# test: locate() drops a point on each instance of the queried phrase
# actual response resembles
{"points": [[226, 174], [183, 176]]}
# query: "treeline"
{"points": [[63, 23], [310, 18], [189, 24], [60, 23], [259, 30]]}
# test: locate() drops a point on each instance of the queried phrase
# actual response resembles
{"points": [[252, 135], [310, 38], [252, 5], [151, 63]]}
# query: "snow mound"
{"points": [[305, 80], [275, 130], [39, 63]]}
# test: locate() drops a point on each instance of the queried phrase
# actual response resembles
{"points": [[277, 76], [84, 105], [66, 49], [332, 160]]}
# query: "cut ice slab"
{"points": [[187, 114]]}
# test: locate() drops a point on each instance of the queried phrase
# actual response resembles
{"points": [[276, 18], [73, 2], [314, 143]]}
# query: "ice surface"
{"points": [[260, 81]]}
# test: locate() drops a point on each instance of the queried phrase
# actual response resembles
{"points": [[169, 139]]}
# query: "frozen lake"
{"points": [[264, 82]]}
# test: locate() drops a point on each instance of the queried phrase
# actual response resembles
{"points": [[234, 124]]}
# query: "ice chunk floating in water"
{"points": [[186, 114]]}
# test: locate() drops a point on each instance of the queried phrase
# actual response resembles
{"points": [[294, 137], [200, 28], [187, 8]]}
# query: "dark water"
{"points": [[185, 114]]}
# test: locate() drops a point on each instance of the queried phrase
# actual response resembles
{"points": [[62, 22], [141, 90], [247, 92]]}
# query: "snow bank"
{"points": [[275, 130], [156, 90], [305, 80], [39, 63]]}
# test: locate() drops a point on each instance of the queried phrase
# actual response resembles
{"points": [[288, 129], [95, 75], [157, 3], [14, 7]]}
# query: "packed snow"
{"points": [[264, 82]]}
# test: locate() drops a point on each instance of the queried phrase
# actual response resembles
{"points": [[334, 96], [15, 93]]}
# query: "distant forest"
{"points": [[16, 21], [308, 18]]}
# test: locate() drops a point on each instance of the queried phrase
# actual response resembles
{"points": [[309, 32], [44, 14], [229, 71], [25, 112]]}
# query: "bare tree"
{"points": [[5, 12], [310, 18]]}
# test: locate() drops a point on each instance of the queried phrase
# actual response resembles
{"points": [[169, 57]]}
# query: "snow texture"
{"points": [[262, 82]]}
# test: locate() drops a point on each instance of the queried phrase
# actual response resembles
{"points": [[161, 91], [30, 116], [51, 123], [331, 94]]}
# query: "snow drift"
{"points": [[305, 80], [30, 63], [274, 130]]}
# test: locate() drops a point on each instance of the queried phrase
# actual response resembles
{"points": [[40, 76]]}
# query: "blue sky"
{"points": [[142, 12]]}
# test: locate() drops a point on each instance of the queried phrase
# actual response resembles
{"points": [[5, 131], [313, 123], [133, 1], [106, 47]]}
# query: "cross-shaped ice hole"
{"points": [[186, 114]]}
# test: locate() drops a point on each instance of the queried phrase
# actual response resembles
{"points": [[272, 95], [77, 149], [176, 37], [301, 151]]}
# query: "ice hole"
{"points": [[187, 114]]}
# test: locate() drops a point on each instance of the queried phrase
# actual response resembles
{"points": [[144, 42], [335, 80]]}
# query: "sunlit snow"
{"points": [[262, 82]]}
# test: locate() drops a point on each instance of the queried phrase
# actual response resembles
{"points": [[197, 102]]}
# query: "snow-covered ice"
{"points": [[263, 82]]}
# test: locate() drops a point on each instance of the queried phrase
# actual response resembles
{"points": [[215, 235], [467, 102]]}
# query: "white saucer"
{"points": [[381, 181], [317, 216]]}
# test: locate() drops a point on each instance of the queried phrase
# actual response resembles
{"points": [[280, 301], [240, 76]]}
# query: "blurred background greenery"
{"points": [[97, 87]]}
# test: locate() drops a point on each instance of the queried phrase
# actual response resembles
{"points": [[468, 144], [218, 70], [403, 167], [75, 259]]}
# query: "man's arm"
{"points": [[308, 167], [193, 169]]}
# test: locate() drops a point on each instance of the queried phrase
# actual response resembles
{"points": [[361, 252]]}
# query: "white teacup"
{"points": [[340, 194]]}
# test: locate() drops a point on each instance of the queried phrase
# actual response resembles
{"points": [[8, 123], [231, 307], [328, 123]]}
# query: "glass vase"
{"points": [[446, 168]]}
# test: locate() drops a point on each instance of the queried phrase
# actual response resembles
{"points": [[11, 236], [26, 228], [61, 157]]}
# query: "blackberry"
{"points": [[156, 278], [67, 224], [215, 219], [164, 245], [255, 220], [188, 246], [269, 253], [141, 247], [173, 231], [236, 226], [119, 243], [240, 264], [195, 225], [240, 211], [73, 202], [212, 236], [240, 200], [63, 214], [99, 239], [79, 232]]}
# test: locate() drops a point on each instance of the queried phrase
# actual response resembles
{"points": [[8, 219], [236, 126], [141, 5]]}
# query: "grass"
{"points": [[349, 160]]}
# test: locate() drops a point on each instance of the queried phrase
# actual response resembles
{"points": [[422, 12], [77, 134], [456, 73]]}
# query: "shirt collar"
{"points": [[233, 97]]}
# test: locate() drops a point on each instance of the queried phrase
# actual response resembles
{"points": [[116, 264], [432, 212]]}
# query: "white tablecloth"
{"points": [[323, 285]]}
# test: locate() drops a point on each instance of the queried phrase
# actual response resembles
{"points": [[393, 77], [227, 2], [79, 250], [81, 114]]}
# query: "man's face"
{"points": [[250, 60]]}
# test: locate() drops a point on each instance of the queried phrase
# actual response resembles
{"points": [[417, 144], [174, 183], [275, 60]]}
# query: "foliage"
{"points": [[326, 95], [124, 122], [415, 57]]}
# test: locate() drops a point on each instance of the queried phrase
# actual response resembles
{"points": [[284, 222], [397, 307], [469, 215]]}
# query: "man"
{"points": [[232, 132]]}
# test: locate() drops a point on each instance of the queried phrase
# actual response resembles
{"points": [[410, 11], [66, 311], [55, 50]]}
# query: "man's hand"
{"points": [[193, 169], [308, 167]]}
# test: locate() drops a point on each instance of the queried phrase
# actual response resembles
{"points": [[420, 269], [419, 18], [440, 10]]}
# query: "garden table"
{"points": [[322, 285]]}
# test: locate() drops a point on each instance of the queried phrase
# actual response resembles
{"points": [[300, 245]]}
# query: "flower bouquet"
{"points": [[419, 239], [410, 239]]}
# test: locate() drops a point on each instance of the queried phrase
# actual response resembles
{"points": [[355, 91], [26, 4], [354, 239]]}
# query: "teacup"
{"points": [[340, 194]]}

· · · · · · ·

Write down all the entries again without a single difference.

* Complete answer
# test: locate() drops a point on each instance of the queried phrase
# actual response resembles
{"points": [[226, 174], [183, 176]]}
# query: "treeline"
{"points": [[63, 23], [310, 18], [189, 24], [60, 23], [259, 30]]}
# test: locate() drops a point on each instance of the queried phrase
# actual response resembles
{"points": [[252, 135], [310, 38], [252, 5], [151, 63]]}
# query: "snow mound"
{"points": [[305, 80], [275, 130], [39, 63]]}
# test: locate() drops a point on each instance of the queried phrase
# actual response resembles
{"points": [[277, 76], [84, 105], [66, 49], [332, 160]]}
# query: "cut ice slab"
{"points": [[187, 114]]}
# test: locate() drops a point on each instance of the queried phrase
# actual response resembles
{"points": [[276, 18], [73, 2], [314, 143]]}
# query: "ice surface"
{"points": [[260, 81]]}
# test: locate() drops a point on each instance of the queried phrase
# actual response resembles
{"points": [[169, 139]]}
# query: "frozen lake"
{"points": [[264, 82]]}
# test: locate() drops a point on each instance of the queried phrase
# actual response resembles
{"points": [[234, 124]]}
# query: "ice chunk floating in water"
{"points": [[186, 114]]}
# test: locate() drops a point on each instance of the queried phrase
# actual response resembles
{"points": [[294, 137], [200, 28], [187, 8]]}
# query: "dark water"
{"points": [[185, 114]]}
# test: locate() drops a point on each instance of the queried phrase
# actual response resembles
{"points": [[62, 22], [141, 90], [247, 92]]}
# query: "snow bank"
{"points": [[275, 130], [156, 90], [305, 80], [39, 63]]}
# test: locate() drops a point on each instance of the queried phrase
# actual response resembles
{"points": [[288, 129], [95, 75], [157, 3], [14, 7]]}
# query: "packed snow"
{"points": [[264, 82]]}
# test: locate() drops a point on each instance of the queried phrase
# actual response resembles
{"points": [[334, 96], [15, 93]]}
# query: "distant forest"
{"points": [[16, 21], [308, 18]]}
# test: locate() drops a point on each instance of the queried phrase
# actual response resembles
{"points": [[309, 32], [44, 14], [229, 71], [25, 112]]}
# query: "bare tree"
{"points": [[5, 12], [310, 18]]}
# test: locate() drops a point on each instance of the queried phrase
# actual response resembles
{"points": [[169, 57]]}
# query: "snow texture"
{"points": [[262, 82]]}
# test: locate() drops a point on each instance of the queried phrase
# actual response resembles
{"points": [[161, 91], [30, 116], [51, 123], [331, 94]]}
# query: "snow drift"
{"points": [[305, 80], [30, 63], [274, 130]]}
# test: locate() drops a point on each instance of the queried phrase
# actual response resembles
{"points": [[40, 76]]}
# query: "blue sky"
{"points": [[142, 12]]}
# test: locate() drops a point on each instance of the queried phrase
# actual response resembles
{"points": [[5, 131], [313, 123], [133, 1], [106, 47]]}
# query: "cross-shaped ice hole"
{"points": [[186, 114]]}
# test: locate() drops a point on each instance of the queried phrase
# actual response resembles
{"points": [[272, 95], [77, 149], [176, 37], [301, 151]]}
# query: "ice hole"
{"points": [[187, 114]]}
# test: locate() drops a point on each instance of the queried phrase
# actual response resembles
{"points": [[144, 42], [335, 80]]}
# query: "sunlit snow"
{"points": [[262, 82]]}
# test: locate() drops a point on each instance of the queried phrase
# actual response resembles
{"points": [[197, 102]]}
# query: "snow-covered ice"
{"points": [[263, 82]]}
# test: locate() drops a point on each instance of the queried phrase
# actual response resembles
{"points": [[215, 235], [467, 102]]}
# query: "white saucer"
{"points": [[381, 181], [317, 216]]}
# test: locate() drops a point on each instance of the queried phrase
# actual response resembles
{"points": [[280, 301], [240, 76]]}
# query: "blurred background greenery"
{"points": [[97, 87]]}
# test: locate() drops a point on each instance of the queried phrase
# actual response resembles
{"points": [[468, 144], [218, 70], [403, 167], [75, 259]]}
# query: "man's arm"
{"points": [[308, 167], [193, 169]]}
# test: locate() drops a point on each instance of the queried phrase
# actual response resembles
{"points": [[361, 252]]}
# query: "white teacup"
{"points": [[340, 194]]}
# test: locate() drops a point on each instance of the queried phrase
# actual response resembles
{"points": [[8, 123], [231, 307], [328, 123]]}
# query: "glass vase"
{"points": [[446, 168]]}
# test: locate() drops a point on each instance of the queried phrase
# actual response resembles
{"points": [[11, 236], [26, 228], [61, 157]]}
# query: "blackberry"
{"points": [[156, 278], [67, 224], [215, 219], [164, 245], [255, 220], [188, 246], [269, 253], [141, 247], [173, 231], [236, 226], [119, 243], [240, 264], [195, 225], [240, 211], [73, 202], [212, 236], [240, 200], [63, 214], [99, 239], [79, 232]]}
# test: locate() drops a point on each instance of the queried phrase
# actual response resembles
{"points": [[8, 219], [236, 126], [141, 5]]}
# query: "grass"
{"points": [[349, 160]]}
# test: locate() drops a point on each instance of the queried phrase
# actual response resembles
{"points": [[422, 12], [77, 134], [456, 73]]}
# query: "shirt collar"
{"points": [[233, 97]]}
# test: locate() drops a point on each instance of the queried phrase
# actual response resembles
{"points": [[116, 264], [432, 212]]}
# query: "white tablecloth"
{"points": [[323, 285]]}
# test: locate() drops a point on each instance of the queried phrase
# actual response resembles
{"points": [[393, 77], [227, 2], [79, 250], [81, 114]]}
# query: "man's face"
{"points": [[250, 60]]}
# test: locate() drops a point on each instance of the queried phrase
# actual response resembles
{"points": [[417, 144], [174, 183], [275, 60]]}
# query: "foliage"
{"points": [[326, 95], [124, 122], [415, 57]]}
# test: locate() drops a point on each instance of the queried phrase
# actual response resembles
{"points": [[284, 222], [397, 307], [469, 215]]}
# query: "man"
{"points": [[232, 132]]}
# test: locate() drops a point on each instance of the queried phrase
# actual response resembles
{"points": [[410, 11], [66, 311], [55, 50]]}
# query: "man's hand"
{"points": [[193, 169], [308, 167]]}
# test: locate() drops a point on each instance of the queried phrase
# actual response resembles
{"points": [[420, 269], [419, 18], [440, 10]]}
# query: "garden table"
{"points": [[322, 285]]}
# test: locate() drops a point on each instance of the queried phrase
# actual response resembles
{"points": [[300, 245]]}
# query: "flower bouquet"
{"points": [[419, 239], [410, 239]]}
# test: locate() drops a point on each instance of the queried phrase
# actual response resembles
{"points": [[355, 91], [26, 4], [354, 239]]}
# query: "teacup"
{"points": [[340, 194]]}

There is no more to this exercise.